Passage shown:
══════════
228 Seestrae is a private house. There's a drive where a car has left tracks recently. The entrance bulges out into a tower that separates itself from the rest of the house. This is appropriate. Some of the windows are lighted. Someone lives there. It's nonessential. I take a photograph. It's dusk by this time and I wonder whether the light was enough. H. and I turn around. It's highly important now to get back to the hostel, because H. and I are tired and must be ready to go to Bollingen tomorrow. H. mentions that he'd like to get some reading done.
To go to Bollingen one has to change at Rapperswil, and the train to Rapperswil is a very new commuter train, a double-decker. The driver's voice announcing the stations is pouting, syrupy, playing with the syllables. Must be some Teutonic babe with golden curls spilling over the soft flesh of her shoulders, warm tongue brushing her lips, a drop of spittle glistening there.... I express this sentiment to H., and he advances the proposition that she may be a recording.
I've been peering at every house along the shore all the way east from Bollingen station, and as soon I see it I recognise, that's it, the Tower, the house from plate nine of Memories, Dreams, Reflections. I've come upon it maybe halfway between Bollingen and Schmerikon. It's privately owned, and although I see quite a stock of wood laid in for the winter, there appears to be no activity there now. I duck through the fence while H. stays on the path and reads one of the Camus journals that he purchased in Paris.
I'm taking several photographs as I approach the Tower, because at any moment the rightful owner may appear with guard dogs, a shotgun, an assault rifle, and a few divisions of armour and heavy artillery and terminate my incursion. I come in from the road at a distance from the house, keeping a generous volume of branches between me and the windows. I reach the shore and begin advancing along it toward the house. I'm approaching the west side, the original tower, Jung's maternal spirit. He started this two months after his mother died. I see the wall of the courtyard where he meditated, the final element of the house's quaternity. Behind the wall must be the stone with his alchemical inscriptions. The current occupant has a boat beached here, and I think of the voyage into the unconscious. I begin circling around to the east, and pass close to the back of the central structure, Jung's self. The division between the lower (unconscious) and the upper (conscious) parts is clear. He added the upper storey, the representation of his individuated consciousness, after his wife died. Jung felt that words, even concretised as ink on paper, were not sufficient to express his understanding. The stone of the Tower is something more substantial. I wonder how it'll end, how many centuries, someday it'll fall down. I think of the sun expanding into a red giant and vaporising this planet.
I've come around now to the shore again, and I'm approaching from the east, toward Jung's spritual self. I wonder which window in the spiritual tower might be Jung's retiring room. I wonder who might be peering at me from it. I snap another photo. Does this mean I have his soul on film, imprisoned? I may be getting too near something here. Maybe whoever uses this place now is a relative of Jung's and wants him left alone. I've become very uptight and have to get out of here. I dash back out on a diagonal line to the fence. I'm on the outside again now, not vulnerable. Oh no, officer, I was just, y'know, looking at it. From the outside. Those footprints? Gee, I dunno, must've been somebody gone in there this morning. Yes, officer, I'll just be moving along now.... There is no cop in sight, but H. and I move along anyway, just in case. I have the Tower on film. All it needs is developing. I think of film as language and developer as decoder, and the delocalisation of meaning between language and decoder.
══════════
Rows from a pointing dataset
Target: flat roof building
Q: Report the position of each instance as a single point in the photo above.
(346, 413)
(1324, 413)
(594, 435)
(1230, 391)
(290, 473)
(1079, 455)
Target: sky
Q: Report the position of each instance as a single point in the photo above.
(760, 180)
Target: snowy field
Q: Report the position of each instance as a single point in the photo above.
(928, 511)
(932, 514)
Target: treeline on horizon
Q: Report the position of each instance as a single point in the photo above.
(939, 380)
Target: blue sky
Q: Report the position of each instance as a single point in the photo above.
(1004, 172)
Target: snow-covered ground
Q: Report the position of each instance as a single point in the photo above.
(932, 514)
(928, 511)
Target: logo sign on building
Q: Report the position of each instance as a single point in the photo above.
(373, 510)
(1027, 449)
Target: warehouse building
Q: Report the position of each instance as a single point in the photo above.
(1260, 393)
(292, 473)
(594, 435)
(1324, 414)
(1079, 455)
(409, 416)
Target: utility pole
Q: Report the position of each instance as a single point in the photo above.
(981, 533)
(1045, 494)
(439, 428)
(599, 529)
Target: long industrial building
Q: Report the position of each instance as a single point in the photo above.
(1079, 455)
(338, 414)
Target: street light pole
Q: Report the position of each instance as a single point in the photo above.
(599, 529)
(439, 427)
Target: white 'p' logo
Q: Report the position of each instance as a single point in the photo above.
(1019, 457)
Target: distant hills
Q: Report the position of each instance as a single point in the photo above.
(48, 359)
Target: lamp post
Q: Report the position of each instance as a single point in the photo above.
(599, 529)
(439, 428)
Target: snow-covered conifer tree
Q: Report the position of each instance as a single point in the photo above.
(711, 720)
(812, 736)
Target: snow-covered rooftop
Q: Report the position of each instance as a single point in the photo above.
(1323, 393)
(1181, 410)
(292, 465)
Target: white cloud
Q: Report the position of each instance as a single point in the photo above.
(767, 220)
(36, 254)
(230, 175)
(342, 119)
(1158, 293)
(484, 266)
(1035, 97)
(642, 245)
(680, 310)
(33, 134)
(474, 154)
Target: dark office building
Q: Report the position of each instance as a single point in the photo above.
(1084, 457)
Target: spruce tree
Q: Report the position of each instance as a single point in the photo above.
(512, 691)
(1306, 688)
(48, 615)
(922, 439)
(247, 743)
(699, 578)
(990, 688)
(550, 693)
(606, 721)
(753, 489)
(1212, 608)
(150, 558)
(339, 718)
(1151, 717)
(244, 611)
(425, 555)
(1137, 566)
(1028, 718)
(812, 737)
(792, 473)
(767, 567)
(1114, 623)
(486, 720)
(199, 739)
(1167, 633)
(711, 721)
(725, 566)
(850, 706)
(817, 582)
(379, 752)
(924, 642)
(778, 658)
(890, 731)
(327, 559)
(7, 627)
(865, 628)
══════════
Requirements:
(A) In the Bollingen passage, at which station must one change trains to get to Bollingen?
(B) Decide whether each statement agrees with the Bollingen passage: (i) The narrator comes upon the Tower roughly halfway between Bollingen and Schmerikon. (ii) H. goes through the fence with the narrator. (iii) Jung added the upper storey after his mother died.
(C) Write the next few sentences of the Bollingen passage, picking up after its final sentence.

Responses by task:
(A) At Rapperswil.

(B)
(i) Yes: "I've come upon it maybe halfway between Bollingen and Schmerikon."
(ii) No: "I duck through the fence while H. stays on the path and reads one of the Camus journals that he purchased in Paris."
(iii) No: "He added the upper storey, the representation of his individuated consciousness, after his wife died."

(C)
On the train to Vienna I'm fascinated with the toilet. There isn't even a plastic cover; it's just a hole in the floor with a toilet installed around it, and I piss right onto the rail. I think of every left wheel of every car to the rear grinding and squeaking over my urine. You can't do this in England where the rails are electrified.
In Vienna H. wants to see the Freud museum. Everywhere Jung hung out is closed, private property, everywhere Freud hung out someone's founded a museum. The place was opened up in the seventies by a bunch of Freudians. The guide book is boring, written in the style of analytical psychology. I'm almost surprised that it doesn't start talking about his birth order and his number of siblings and all that. H. says that he is satisfied. I take no photographs. I walk around the Ringstrae with H. He and I have seen it in books.
I'd like to be able to afford more than the basics in food, so I suggest that H. and I should go to Budapest and take advantage of the exchange rate. H. concurs. Food. My bellyful. Maybe this is a Beckett novel.
The Hungarian train is filthy, late, and crowded with Hungarians who've come to Vienna to buy things that aren't for sale in Hungary no matter how much money you have. They're loaded down with bags and boxes. I see a lot of boxes with names of computer companies printed on them. I mistrust computers because they're good at extracting and preserving information. I wonder if I'll ever go back to computer science. The Europeans call it informatics, and I think that that term is less veiled. H. and I stand up all the way to Budapest, next to the toilet. A group of Hungarian men are sitting on their luggage in the corridor, getting drunk. They step over our luggage to piss. The Hungarian toilet is a joke.
Crossing the border reminds me of the Bugs Bunny cartoon where Yosemite Sam is fighting for the South and Bugs Bunny is fighting for the North in the US civil war. There's an exact dividing line between the warm, sunny South and the cold, dreary North. As soon as the train pulls out of the border station things outside the window have become run-down, unkempt, dirty. The railway is fringed with chemical pipelines and factories pouring black smoke from their stacks. I wonder what'll be my intake of heavy metals during the next few days.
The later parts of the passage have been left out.